• **Extract**:
↓
The Company shall not at any time permit Priority Debt to exceed
20% of Consolidated Net Worth.
10.6 Merger or Consolidation.
The Company shall not, and shall not permit any Subsidiary to,
merge, consolidate or exchange shares with any other Person, except
that:
(i) any Subsidiary may merge or consolidate with and into the
Company or with a Subsidiary that is a Wholly-Owned
Subsidiary or if not a Wholly-Owned Subsidiary in which the
ownership interest of the Company is not reduced or diluted
in connection with or as a result of such merger or
consolidation; and
(ii) the Company may merge or consolidate with any other
corporation so long as:
(A) the surviving corporation shall be the Company or another
corporation organized under the laws of the United States or a
State thereof or the District of Columbia;
(B) the surviving corporation (if not the Company) shall
assume the obligations of the Company hereunder pursuant to
an agreement reasonably acceptable to the Required Holders;
and
(C) immediately after giving effect to such merger or
consolidation, no Default or Event of Default shall have
occurred or exist; and
(iii) any Subsidiary may merge or consolidate with any other
Person in connection with the acquisition of such other
Person, provided that immediately after giving effect to such
acquisition, such acquisition does not otherwise result in a
Default or an Event of Default hereunder.
10.7 Sale of Assets.
The Company will not, and will not permit any Subsidiary to,
Dispose of any property or assets (other than marketable securities),
except, so long as no Default or Event of Default shall exist and be
continuing:
(i) any Subsidiary (the "Transferor Subsidiary") may
Dispose of its assets to the Company or another Subsidiary
(the "Transferee Subsidiary") so long as, in the case of a
Disposition to another Subsidiary, the ownership interest of
the Company in the Transferee Subsidiary is at least equal to,
or greater than, the Company's ownership interest in the
Transferor Subsidiary;
(ii) the Company or any Subsidiary may Dispose of any
equipment that it in its good faith opinion determines to be
obsolete, worn out or no longer useful in its business, as
determined in good faith by the Company;
(iii) the Company or any Subsidiary may Dispose of inventory
in the ordinary course of business;
(iv) the Company or any Subsidiary may Dispose of any other
of its assets so long as immediately after giving effect to such
proposed Disposition;
(A) the consideration for such assets represents the
Fair Market Value of such assets at the time of such
Disposition; and
(B) the cumulative net book value of all assets
Disposed of by the Company and its Subsidiaries
during any period of 12 consecutive calendar months
does not exceed 15% of Consolidated Assets
determined as of the most recently completed fiscal
year.
For purposes of this Section 10.7:
(1) "Disposition" means the sale, lease, transfer or other
disposition of property (including without limitation the
transfer or issuance of shares or equity interests in any
Subsidiary) but shall not include any public taking or
condemnation, and "Dispose of" and "Disposed of" shall have
a corresponding meaning to Disposition. The term
"Disposition" shall not include an exchange of assets,
provided that the assets involved in such exchange are similar
in function in that after giving effect to such exchange there
has not been (A) a Materially Adverse Effect upon the
Company and its Subsidiaries taken as a whole, (B) any
material deterioration of cash flow generation from or in
connection with such assets, or (C) any material deterioration
in the overall quality of plant, property and equipment of the
Company and its Subsidiaries taken as a whole. An
"exchange" shall be deemed to have occurred if each of the
transactions involved shall have been consummated within a
six month period.
↑
• **Data entries**:
↓
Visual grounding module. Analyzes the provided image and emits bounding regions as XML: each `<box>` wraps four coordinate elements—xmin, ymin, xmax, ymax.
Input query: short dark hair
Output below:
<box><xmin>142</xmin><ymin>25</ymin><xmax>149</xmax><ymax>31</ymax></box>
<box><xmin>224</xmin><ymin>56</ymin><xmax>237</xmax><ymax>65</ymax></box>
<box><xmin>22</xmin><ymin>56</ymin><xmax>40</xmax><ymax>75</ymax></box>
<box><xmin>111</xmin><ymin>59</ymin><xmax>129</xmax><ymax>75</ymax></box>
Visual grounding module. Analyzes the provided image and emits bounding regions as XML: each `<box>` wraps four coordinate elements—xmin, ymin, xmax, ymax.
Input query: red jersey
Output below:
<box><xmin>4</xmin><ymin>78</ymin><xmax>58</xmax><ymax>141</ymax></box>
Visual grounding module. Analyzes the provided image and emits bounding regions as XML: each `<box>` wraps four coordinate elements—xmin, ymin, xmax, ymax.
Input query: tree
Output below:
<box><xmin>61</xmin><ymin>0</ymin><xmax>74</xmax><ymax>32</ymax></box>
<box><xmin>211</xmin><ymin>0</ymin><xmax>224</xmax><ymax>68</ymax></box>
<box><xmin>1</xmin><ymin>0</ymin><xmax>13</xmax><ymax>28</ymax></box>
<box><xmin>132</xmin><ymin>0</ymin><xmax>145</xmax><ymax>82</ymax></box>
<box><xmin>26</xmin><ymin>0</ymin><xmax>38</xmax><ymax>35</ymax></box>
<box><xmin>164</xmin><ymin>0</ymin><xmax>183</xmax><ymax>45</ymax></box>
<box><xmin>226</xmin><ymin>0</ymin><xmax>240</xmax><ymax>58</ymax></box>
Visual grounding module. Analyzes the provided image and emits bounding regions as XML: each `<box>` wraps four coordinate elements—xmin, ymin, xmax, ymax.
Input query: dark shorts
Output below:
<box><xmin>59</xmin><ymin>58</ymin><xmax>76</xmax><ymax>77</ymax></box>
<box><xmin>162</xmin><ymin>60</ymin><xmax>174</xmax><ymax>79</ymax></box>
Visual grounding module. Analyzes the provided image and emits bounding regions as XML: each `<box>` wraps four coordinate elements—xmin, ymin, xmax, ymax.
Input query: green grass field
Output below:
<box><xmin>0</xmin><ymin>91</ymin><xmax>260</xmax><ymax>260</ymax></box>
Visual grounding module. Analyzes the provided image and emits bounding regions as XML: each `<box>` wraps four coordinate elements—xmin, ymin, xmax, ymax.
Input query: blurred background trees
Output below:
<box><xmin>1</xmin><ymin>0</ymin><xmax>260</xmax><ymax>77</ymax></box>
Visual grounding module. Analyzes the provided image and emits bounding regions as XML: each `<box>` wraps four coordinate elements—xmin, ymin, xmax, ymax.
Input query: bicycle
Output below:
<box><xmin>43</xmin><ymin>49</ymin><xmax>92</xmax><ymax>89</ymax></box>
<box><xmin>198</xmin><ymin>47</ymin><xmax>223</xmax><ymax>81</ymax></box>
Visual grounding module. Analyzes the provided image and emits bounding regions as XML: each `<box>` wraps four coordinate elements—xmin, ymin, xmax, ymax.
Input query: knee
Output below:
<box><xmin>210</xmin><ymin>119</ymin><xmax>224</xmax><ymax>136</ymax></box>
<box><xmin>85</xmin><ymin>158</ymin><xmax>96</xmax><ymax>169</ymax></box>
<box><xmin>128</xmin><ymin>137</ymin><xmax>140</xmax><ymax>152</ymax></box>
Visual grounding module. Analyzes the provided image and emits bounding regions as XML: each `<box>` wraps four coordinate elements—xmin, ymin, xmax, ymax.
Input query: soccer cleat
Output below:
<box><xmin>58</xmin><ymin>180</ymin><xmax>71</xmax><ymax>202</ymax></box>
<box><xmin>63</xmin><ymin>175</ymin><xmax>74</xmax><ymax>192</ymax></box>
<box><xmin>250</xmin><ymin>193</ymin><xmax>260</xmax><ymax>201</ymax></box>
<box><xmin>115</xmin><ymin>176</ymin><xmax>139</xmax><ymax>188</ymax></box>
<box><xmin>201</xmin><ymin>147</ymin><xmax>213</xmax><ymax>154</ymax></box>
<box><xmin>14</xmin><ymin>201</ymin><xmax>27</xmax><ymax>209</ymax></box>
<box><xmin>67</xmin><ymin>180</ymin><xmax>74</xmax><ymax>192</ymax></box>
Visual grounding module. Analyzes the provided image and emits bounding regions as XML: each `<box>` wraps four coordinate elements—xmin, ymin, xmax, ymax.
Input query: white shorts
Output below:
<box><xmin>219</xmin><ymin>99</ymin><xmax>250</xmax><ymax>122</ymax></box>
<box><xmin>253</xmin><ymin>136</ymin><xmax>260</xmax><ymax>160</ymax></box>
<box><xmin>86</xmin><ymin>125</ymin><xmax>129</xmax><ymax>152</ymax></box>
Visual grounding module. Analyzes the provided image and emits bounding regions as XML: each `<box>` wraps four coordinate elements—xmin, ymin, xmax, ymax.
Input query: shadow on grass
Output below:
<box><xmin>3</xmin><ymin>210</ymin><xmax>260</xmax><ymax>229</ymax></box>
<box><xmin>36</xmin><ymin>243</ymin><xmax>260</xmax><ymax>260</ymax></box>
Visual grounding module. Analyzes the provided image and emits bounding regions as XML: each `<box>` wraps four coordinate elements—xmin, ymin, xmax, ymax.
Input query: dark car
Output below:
↑
• **Tasks to complete**:
1. According to the covenant extract, what share of Consolidated Assets may the cumulative net book value of assets disposed of during any 12 consecutive calendar months not exceed?
2. Say whether each statement agrees with the covenant extract, answering yes or no and quoting the deciding words: (a) Subsidiaries may dispose of inventory in the ordinary course of business. (b) A public taking or condemnation counts as a Disposition. (c) An exchange is deemed to have occurred if each transaction involved is completed within twelve months.

• **List of solutions**:
1. 15% of Consolidated Assets, determined as of the most recently completed fiscal year.

2.
(a) Yes: "the Company or any Subsidiary may Dispose of inventory in the ordinary course of business"
(b) No: "but shall not include any public taking or condemnation"
(c) No: "consummated within a six month period"